### EXERCISE DATA

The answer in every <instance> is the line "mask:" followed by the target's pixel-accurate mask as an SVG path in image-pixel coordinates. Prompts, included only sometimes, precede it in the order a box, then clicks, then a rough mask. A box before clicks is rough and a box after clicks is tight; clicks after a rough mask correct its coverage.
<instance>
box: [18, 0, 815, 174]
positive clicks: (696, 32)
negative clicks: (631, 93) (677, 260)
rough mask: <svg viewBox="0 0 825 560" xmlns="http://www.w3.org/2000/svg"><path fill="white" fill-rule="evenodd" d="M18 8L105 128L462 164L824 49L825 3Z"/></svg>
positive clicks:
==
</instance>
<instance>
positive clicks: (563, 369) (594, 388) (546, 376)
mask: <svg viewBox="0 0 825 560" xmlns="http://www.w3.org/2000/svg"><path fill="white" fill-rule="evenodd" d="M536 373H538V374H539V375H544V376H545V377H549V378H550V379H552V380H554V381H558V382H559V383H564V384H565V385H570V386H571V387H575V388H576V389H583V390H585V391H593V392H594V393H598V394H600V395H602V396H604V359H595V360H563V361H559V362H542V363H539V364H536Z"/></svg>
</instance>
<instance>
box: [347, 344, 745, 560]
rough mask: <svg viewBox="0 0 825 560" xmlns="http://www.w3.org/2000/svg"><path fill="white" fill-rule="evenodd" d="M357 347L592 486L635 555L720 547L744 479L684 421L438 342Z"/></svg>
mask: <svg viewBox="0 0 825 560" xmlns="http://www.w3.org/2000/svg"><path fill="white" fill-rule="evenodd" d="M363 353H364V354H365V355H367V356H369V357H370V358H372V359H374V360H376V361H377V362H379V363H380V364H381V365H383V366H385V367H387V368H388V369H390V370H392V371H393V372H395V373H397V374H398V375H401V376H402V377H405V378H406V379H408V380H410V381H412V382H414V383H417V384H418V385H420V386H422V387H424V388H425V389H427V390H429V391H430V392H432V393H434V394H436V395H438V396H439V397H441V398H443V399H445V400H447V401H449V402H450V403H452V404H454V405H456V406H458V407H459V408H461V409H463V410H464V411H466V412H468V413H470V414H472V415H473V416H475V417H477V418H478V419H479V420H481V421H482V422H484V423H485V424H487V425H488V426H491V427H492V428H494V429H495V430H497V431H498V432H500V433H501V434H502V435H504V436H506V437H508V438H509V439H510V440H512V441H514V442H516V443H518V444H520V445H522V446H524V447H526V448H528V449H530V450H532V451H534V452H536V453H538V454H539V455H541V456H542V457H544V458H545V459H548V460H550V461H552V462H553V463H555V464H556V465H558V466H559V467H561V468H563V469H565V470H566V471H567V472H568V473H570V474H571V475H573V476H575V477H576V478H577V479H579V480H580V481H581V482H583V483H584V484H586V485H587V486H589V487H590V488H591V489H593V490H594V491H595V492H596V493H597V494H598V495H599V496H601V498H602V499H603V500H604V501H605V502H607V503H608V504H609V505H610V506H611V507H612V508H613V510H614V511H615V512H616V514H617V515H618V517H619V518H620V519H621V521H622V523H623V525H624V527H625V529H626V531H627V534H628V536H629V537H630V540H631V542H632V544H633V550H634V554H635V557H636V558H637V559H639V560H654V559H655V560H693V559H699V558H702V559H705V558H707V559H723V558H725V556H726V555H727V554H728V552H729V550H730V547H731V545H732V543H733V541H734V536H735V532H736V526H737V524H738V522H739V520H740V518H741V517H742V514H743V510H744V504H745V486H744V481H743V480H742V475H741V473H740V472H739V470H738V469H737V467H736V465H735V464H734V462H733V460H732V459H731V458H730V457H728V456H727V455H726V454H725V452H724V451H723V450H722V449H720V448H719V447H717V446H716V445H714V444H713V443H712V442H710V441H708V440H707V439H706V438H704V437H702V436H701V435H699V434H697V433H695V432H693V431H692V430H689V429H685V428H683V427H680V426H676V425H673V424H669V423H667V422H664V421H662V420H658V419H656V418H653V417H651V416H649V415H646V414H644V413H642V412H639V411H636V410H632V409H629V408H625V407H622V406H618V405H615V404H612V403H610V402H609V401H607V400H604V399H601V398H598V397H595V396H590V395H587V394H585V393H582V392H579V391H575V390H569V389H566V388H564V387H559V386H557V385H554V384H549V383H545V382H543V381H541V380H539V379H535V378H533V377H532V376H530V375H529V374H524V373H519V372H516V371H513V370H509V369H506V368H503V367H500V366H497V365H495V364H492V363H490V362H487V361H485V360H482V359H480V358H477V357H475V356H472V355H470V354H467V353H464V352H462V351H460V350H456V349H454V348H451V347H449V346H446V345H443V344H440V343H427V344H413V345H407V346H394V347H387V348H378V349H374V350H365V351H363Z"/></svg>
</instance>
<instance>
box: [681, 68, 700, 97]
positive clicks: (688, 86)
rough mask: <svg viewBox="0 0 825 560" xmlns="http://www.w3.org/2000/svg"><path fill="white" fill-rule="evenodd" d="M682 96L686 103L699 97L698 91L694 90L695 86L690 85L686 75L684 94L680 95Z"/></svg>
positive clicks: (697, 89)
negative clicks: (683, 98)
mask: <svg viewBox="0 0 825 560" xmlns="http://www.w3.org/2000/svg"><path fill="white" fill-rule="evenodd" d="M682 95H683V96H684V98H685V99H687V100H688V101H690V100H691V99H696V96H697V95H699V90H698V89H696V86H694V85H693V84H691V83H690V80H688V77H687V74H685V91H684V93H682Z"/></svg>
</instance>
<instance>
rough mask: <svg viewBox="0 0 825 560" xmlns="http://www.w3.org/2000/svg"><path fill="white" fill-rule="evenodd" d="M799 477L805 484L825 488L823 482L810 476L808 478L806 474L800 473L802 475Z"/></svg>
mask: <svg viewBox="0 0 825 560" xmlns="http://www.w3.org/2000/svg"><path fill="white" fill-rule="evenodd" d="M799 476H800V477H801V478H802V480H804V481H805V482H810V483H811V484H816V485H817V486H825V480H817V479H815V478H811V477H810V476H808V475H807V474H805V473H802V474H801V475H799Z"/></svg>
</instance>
...
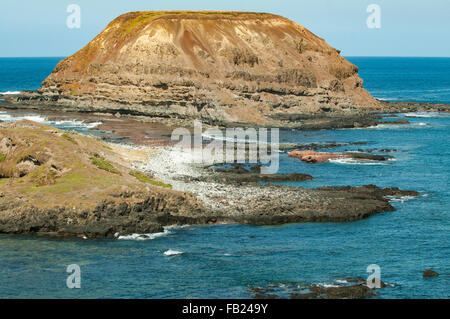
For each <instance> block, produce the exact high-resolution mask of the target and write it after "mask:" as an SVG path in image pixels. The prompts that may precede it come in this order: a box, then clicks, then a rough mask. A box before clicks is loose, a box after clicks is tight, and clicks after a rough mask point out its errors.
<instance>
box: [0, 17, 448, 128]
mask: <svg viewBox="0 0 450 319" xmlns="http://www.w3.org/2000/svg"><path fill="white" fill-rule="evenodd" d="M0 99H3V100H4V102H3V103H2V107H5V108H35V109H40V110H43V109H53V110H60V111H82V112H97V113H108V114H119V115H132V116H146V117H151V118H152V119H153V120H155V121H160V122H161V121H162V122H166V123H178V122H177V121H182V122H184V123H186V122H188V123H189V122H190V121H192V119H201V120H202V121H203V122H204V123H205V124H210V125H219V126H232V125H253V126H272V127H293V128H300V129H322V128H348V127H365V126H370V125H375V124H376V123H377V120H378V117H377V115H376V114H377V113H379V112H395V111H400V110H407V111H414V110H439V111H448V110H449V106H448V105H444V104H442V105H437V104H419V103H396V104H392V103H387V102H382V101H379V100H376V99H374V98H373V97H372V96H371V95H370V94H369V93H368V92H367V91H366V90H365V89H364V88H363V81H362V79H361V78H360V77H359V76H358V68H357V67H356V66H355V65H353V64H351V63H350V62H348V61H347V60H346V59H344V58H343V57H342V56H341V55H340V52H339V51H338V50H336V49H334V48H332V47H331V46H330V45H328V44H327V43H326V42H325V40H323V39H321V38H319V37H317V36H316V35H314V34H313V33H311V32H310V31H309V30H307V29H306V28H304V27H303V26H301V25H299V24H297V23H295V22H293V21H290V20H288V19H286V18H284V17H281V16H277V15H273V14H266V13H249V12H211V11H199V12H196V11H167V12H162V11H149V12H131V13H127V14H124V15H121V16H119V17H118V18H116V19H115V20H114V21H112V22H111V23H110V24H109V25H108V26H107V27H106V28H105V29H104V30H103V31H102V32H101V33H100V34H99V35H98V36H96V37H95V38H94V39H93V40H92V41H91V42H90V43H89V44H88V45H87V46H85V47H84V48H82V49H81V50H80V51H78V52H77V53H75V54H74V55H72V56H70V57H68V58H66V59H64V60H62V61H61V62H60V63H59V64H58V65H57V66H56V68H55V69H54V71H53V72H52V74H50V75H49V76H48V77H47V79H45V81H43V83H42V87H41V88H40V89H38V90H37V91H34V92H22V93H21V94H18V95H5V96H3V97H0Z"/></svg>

### PROBLEM DESCRIPTION
Copy out in full every line above that contains the string "positive". A match counts only if its capitalization is the same.

### RESPONSE AREA
positive clicks: (696, 32)
positive clicks:
positive clicks: (563, 369) (594, 388) (546, 376)
positive clicks: (688, 86)
positive clicks: (697, 89)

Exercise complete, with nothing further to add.